Dataset entries:
· · · ·

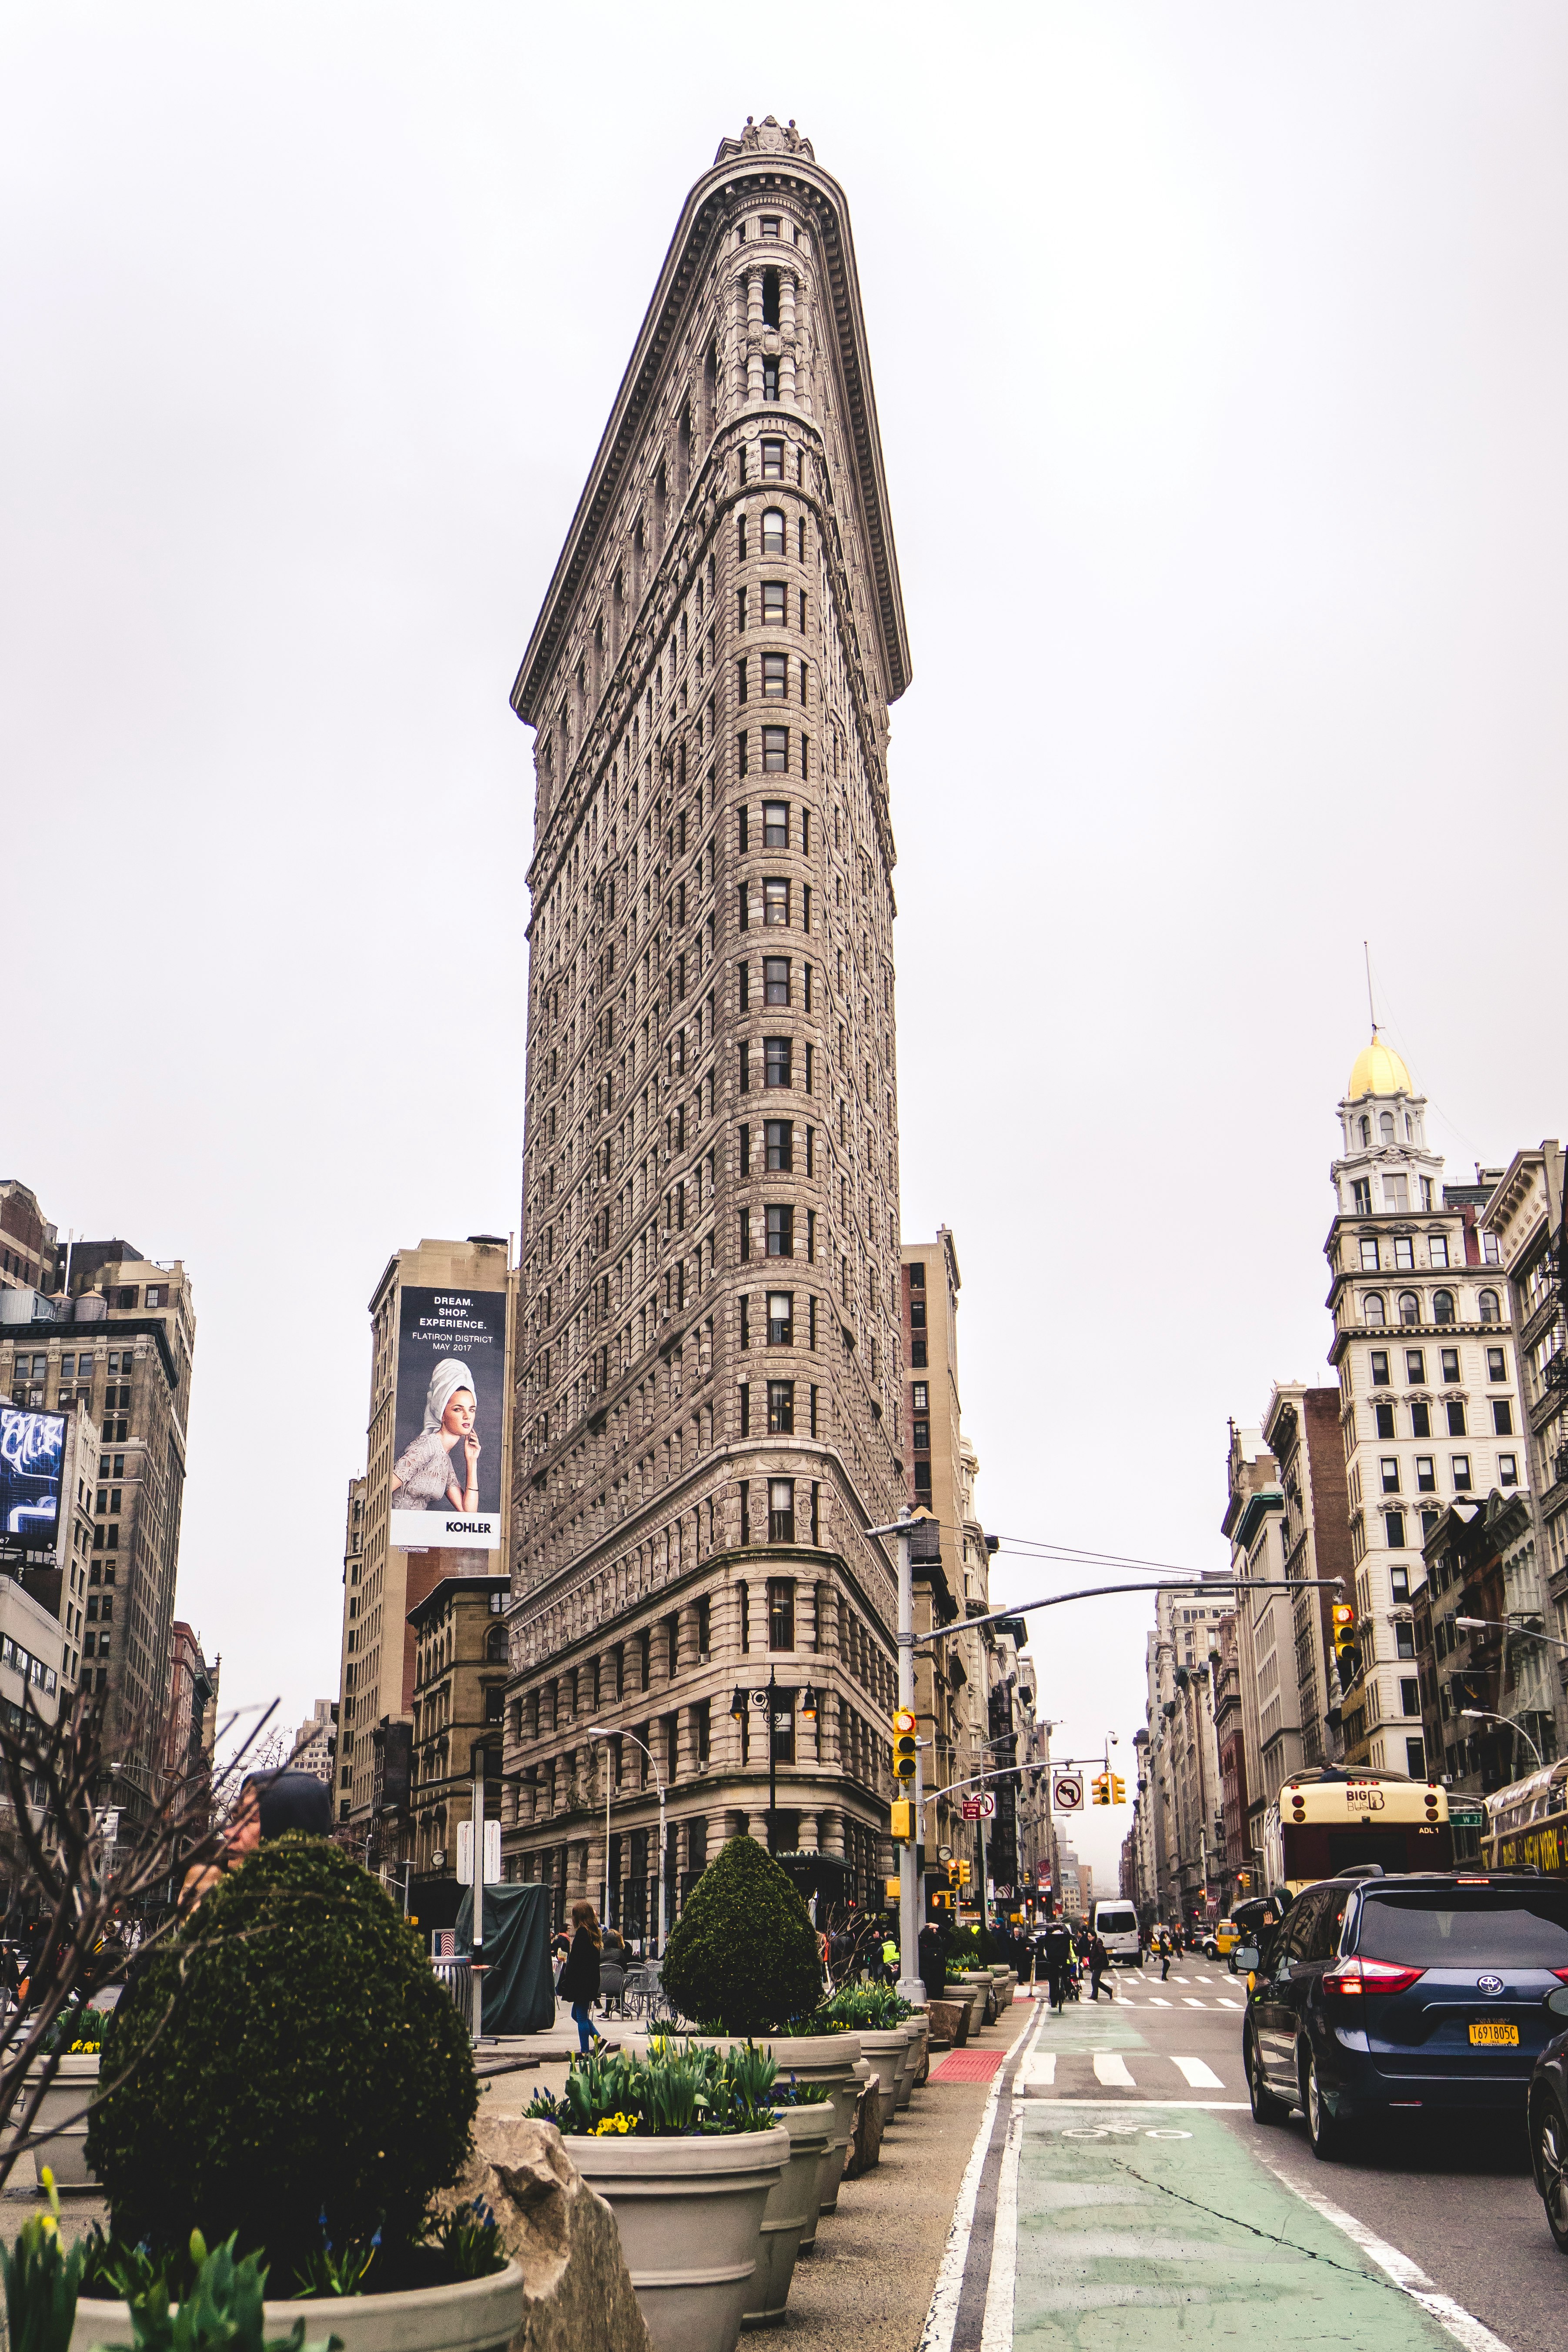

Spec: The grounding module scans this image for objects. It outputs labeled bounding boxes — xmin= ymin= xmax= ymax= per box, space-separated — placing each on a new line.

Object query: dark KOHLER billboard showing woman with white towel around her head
xmin=390 ymin=1289 xmax=505 ymax=1552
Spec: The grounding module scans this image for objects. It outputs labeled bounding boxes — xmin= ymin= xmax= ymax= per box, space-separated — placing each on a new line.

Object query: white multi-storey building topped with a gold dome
xmin=1324 ymin=1028 xmax=1545 ymax=1785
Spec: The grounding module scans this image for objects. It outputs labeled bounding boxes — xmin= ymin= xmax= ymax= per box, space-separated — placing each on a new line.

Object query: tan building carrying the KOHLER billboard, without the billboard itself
xmin=336 ymin=1235 xmax=515 ymax=1870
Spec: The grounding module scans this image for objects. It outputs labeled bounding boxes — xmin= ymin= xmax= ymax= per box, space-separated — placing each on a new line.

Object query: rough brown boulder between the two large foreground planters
xmin=437 ymin=2115 xmax=654 ymax=2352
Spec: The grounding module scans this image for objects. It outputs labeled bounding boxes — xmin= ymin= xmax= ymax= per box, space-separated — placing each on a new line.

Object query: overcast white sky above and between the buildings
xmin=0 ymin=0 xmax=1568 ymax=1865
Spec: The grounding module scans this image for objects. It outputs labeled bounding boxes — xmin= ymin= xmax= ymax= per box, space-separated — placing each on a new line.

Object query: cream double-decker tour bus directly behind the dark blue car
xmin=1262 ymin=1764 xmax=1453 ymax=1896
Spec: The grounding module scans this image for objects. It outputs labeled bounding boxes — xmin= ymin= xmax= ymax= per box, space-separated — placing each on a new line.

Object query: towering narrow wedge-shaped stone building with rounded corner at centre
xmin=505 ymin=117 xmax=910 ymax=1921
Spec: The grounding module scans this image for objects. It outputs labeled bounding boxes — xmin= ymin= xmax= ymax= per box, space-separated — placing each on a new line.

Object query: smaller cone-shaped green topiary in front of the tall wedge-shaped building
xmin=663 ymin=1837 xmax=823 ymax=2035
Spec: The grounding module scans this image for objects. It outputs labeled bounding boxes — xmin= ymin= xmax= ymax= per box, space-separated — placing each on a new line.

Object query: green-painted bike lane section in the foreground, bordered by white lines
xmin=997 ymin=2098 xmax=1495 ymax=2352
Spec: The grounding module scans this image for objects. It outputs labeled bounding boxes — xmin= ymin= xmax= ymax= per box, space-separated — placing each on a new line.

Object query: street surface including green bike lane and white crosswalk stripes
xmin=1013 ymin=1959 xmax=1568 ymax=2352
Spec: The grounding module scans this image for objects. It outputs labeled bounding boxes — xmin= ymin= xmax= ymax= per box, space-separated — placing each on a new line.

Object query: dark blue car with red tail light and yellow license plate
xmin=1237 ymin=1872 xmax=1568 ymax=2157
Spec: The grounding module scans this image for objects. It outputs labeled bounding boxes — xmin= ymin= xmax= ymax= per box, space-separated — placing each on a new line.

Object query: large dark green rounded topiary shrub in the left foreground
xmin=87 ymin=1837 xmax=480 ymax=2293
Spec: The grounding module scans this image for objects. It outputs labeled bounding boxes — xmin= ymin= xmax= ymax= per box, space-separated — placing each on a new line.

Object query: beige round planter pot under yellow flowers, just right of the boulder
xmin=567 ymin=2128 xmax=799 ymax=2352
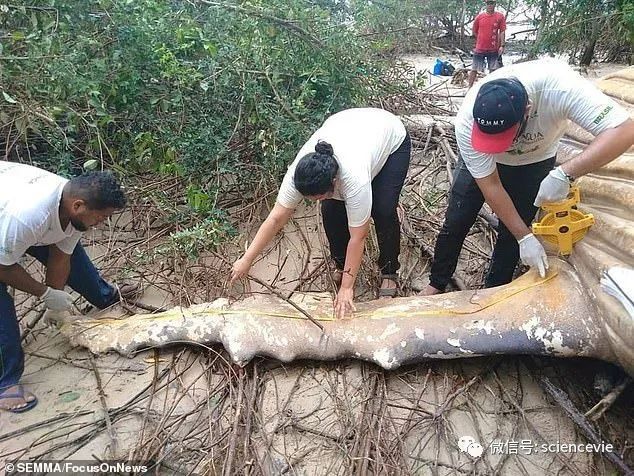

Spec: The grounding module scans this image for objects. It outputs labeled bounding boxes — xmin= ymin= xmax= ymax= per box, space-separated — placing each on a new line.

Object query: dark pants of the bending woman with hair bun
xmin=321 ymin=134 xmax=412 ymax=274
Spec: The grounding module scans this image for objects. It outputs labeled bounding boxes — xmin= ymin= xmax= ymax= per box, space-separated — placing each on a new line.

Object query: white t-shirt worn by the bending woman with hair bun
xmin=277 ymin=108 xmax=406 ymax=227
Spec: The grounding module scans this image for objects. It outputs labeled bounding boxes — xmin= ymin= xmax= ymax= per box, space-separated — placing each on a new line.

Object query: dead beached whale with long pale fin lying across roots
xmin=56 ymin=67 xmax=634 ymax=375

· · · ·

> _Task to complete_
Every line from the one containing "Object query: beige" through the end of the entries above, both included, should be extracted exactly, with pictures left out.

> _Task result_
Object query: beige round planter pot under yellow flowers, just right of the boulder
xmin=567 ymin=2128 xmax=799 ymax=2352

Spec: The grounding module scans this image for objects. It outputs labeled bounding boxes — xmin= ymin= xmax= ymax= per box, space-separated — placing each on a new line.

Object query: dark pants of the bending woman with hair bun
xmin=321 ymin=134 xmax=412 ymax=274
Spec: The grounding module scans this image for objects. It outputs labeled bounding boxes — xmin= ymin= xmax= ymax= per box, space-separated — placing each on a new line.

Object query: white t-shirt worn by the bending woman with hair bun
xmin=277 ymin=108 xmax=406 ymax=227
Spec: The grounding module scans this image for objects. It outputs labeled bounding boxes — xmin= ymin= xmax= ymax= per box, space-separated — placing each on a new line.

Object query: dead beached whale with long pale fin lying across roots
xmin=56 ymin=67 xmax=634 ymax=375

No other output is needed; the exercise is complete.